■ WHAT YOU NEED TO DO: Print, with no pictures, the exact lines that run from the one containing "shoulder and produce a box around each." through the last line of the material below, both ends included.

--- THE DATA Enclosed Below ---

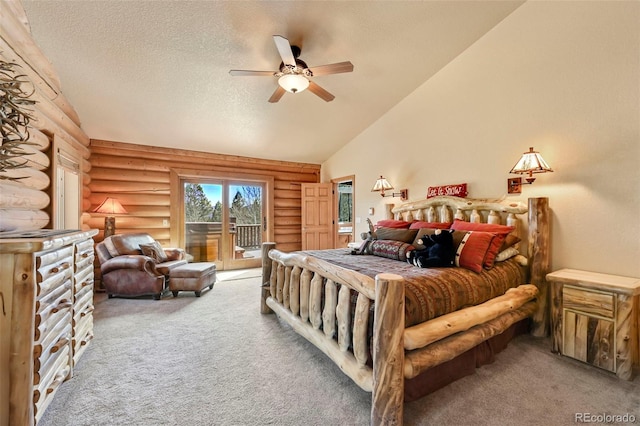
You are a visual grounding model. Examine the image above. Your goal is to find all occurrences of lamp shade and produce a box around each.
[371,176,394,192]
[509,147,553,177]
[278,74,309,93]
[93,197,128,215]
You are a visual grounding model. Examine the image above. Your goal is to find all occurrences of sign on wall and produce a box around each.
[427,183,468,198]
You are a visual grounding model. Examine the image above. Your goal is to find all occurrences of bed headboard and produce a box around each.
[388,195,528,241]
[389,195,527,225]
[388,195,551,337]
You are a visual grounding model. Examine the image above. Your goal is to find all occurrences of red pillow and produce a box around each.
[375,219,412,229]
[453,231,496,273]
[451,220,515,269]
[409,221,452,230]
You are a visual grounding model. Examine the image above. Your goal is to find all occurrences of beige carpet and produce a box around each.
[40,269,639,426]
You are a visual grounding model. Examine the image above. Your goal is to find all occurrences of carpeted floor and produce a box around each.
[40,269,639,426]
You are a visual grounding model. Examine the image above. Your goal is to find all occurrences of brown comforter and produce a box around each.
[302,249,527,327]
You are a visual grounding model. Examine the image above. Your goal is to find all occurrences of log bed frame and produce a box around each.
[260,196,550,425]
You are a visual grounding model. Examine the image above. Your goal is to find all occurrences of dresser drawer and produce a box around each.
[36,247,74,283]
[74,264,94,293]
[563,286,615,318]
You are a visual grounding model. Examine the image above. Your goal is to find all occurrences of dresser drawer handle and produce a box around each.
[47,367,70,394]
[50,337,69,353]
[50,263,71,273]
[81,253,89,258]
[51,299,72,313]
[80,306,95,317]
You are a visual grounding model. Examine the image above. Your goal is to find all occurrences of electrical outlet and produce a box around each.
[355,217,361,224]
[163,219,169,227]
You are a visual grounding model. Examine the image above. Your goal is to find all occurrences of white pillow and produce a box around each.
[495,246,519,262]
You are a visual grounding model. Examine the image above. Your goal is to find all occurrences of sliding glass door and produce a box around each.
[182,180,265,270]
[228,183,264,267]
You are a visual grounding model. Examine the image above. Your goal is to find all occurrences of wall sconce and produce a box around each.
[371,175,408,201]
[507,147,553,194]
[93,197,128,238]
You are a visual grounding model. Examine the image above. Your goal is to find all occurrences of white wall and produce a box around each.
[322,1,640,278]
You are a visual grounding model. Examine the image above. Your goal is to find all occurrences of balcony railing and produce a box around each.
[236,224,262,249]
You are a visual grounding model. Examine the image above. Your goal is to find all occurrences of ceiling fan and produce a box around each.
[229,35,354,103]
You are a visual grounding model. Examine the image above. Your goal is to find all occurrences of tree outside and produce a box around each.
[184,184,214,222]
[184,183,262,225]
[229,185,262,225]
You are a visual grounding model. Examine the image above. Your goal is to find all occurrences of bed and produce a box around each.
[260,196,550,425]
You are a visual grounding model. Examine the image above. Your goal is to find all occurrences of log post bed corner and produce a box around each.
[260,196,550,425]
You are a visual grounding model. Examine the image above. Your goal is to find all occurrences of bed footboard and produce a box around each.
[261,242,406,424]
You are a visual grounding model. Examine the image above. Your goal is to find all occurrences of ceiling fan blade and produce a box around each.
[308,61,354,76]
[273,35,296,66]
[229,70,276,77]
[268,86,286,103]
[308,81,335,102]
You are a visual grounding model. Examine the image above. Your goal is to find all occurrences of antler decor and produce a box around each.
[0,57,37,180]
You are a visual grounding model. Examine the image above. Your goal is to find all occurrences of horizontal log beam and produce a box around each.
[392,196,528,217]
[269,249,375,299]
[0,181,49,210]
[89,167,170,184]
[0,208,49,232]
[89,180,170,193]
[0,167,49,190]
[91,139,321,173]
[404,301,537,379]
[404,284,538,350]
[88,192,170,206]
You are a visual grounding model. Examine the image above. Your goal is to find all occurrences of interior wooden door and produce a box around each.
[301,183,334,250]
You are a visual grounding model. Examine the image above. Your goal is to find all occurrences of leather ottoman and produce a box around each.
[169,262,216,297]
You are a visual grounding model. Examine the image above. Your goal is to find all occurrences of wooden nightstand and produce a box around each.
[548,269,640,380]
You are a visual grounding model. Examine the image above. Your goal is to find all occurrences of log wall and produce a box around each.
[88,139,320,250]
[0,1,91,232]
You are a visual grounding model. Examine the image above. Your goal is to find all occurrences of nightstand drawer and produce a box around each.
[563,310,615,372]
[563,286,614,318]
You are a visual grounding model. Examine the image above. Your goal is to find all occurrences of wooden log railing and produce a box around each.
[261,242,378,392]
[261,242,406,425]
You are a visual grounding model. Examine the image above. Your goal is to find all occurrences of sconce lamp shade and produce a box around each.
[278,74,309,94]
[509,147,553,178]
[93,198,127,238]
[93,197,128,215]
[371,176,394,194]
[507,147,553,194]
[371,175,408,201]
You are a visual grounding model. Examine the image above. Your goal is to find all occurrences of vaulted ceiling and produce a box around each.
[22,0,524,164]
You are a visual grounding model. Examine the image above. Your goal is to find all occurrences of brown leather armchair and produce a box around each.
[96,233,188,300]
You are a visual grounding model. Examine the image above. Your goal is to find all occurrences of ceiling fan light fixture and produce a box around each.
[278,74,309,94]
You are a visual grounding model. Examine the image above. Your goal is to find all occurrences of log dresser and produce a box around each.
[0,229,98,426]
[548,268,640,380]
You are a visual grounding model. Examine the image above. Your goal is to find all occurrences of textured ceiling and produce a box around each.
[21,1,523,164]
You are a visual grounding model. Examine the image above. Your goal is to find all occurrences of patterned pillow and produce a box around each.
[139,241,168,263]
[369,240,414,261]
[451,220,515,269]
[452,231,496,273]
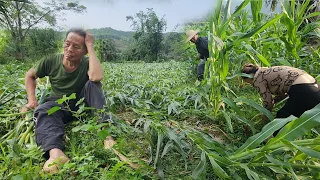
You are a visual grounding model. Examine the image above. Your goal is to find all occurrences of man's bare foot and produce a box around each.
[42,148,70,174]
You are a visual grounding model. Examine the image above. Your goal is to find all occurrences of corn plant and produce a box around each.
[188,104,320,179]
[206,0,283,116]
[280,0,320,67]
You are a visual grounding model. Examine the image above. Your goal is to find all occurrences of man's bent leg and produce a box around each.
[80,80,110,122]
[35,101,70,158]
[34,100,71,173]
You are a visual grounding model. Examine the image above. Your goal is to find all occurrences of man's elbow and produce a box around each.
[89,75,103,82]
[25,69,37,80]
[88,70,104,82]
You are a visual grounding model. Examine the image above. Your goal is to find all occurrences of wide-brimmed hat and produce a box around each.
[185,30,199,43]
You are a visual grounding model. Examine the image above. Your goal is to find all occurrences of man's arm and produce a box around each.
[24,68,38,110]
[85,32,104,82]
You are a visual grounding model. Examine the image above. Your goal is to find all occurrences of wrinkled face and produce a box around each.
[190,34,198,43]
[63,32,87,62]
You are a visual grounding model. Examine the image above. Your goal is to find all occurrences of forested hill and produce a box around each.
[89,27,133,40]
[88,27,182,50]
[89,27,178,40]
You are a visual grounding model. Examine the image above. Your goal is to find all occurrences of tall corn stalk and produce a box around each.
[280,0,320,67]
[206,0,282,115]
[206,0,250,115]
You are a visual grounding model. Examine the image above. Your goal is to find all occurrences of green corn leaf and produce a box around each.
[275,58,292,66]
[269,166,289,174]
[281,139,320,159]
[220,0,251,35]
[235,116,296,154]
[222,97,241,115]
[297,0,310,20]
[222,111,233,133]
[161,141,173,158]
[208,155,231,179]
[304,12,320,20]
[144,119,152,133]
[166,128,188,168]
[235,97,273,120]
[267,104,320,147]
[240,164,260,180]
[251,0,262,23]
[192,151,207,179]
[244,44,270,67]
[234,116,257,134]
[227,13,283,50]
[211,0,222,28]
[294,145,320,161]
[206,152,234,166]
[154,132,164,169]
[222,54,229,79]
[226,73,253,80]
[288,165,299,180]
[265,155,287,166]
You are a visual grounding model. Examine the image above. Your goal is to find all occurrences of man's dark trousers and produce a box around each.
[34,80,107,158]
[197,59,206,81]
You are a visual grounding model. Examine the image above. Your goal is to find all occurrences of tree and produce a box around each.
[163,32,185,61]
[0,0,86,60]
[95,38,118,62]
[126,8,166,62]
[24,28,62,59]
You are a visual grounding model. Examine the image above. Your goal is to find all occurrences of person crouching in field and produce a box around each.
[185,30,209,81]
[241,63,320,121]
[21,28,110,174]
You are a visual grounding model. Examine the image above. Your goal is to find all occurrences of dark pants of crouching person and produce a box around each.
[276,82,320,118]
[273,82,320,136]
[34,80,109,159]
[197,59,206,81]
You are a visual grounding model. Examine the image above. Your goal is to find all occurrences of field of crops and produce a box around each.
[1,0,320,179]
[0,60,319,179]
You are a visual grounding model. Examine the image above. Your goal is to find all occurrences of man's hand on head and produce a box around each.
[85,31,94,48]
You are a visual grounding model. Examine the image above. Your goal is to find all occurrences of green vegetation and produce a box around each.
[0,0,320,179]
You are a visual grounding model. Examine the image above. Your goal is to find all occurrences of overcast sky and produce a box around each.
[57,0,276,32]
[58,0,215,32]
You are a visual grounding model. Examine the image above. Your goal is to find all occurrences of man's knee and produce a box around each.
[84,80,102,90]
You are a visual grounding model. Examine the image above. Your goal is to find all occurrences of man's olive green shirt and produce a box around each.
[35,54,89,97]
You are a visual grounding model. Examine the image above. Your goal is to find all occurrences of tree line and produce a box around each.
[0,0,185,63]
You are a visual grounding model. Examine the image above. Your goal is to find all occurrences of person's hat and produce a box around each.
[185,30,199,43]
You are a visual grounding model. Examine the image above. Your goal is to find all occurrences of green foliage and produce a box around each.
[0,30,16,64]
[0,59,319,179]
[0,0,86,60]
[162,32,186,61]
[125,8,167,62]
[0,0,319,179]
[95,38,118,62]
[24,28,62,60]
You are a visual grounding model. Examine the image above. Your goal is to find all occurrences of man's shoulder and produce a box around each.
[199,36,208,41]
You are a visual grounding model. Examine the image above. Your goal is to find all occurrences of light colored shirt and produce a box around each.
[253,66,306,110]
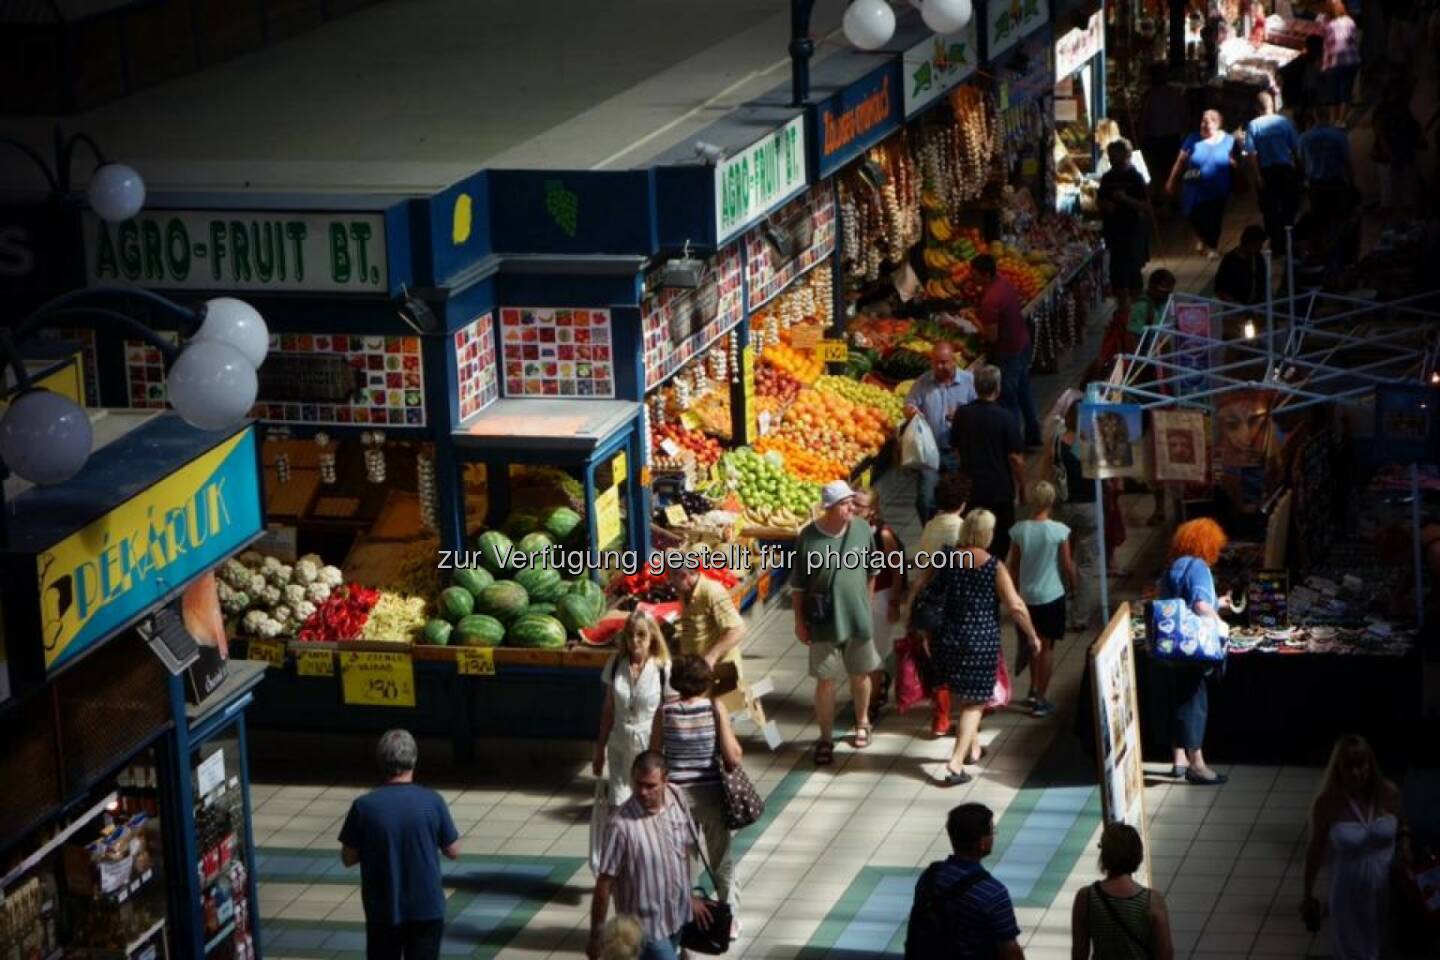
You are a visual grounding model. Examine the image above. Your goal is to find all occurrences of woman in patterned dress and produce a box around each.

--- End of Enclosed THE DATA ---

■ RESULT BELOW:
You are a visual grounding model. Examine the image above. Your goal is to find all occurrences of man's shoulder and produce a box around each.
[199,36,208,41]
You are a visual grounding model. Examine the image above. Your goal is to find all occurrences of light colored shirt and produce a box around each.
[253,66,306,110]
You are a visual grounding model. Examine the image above. Your goal is to find all occurrences of woman in patterned dress and produce a box around each.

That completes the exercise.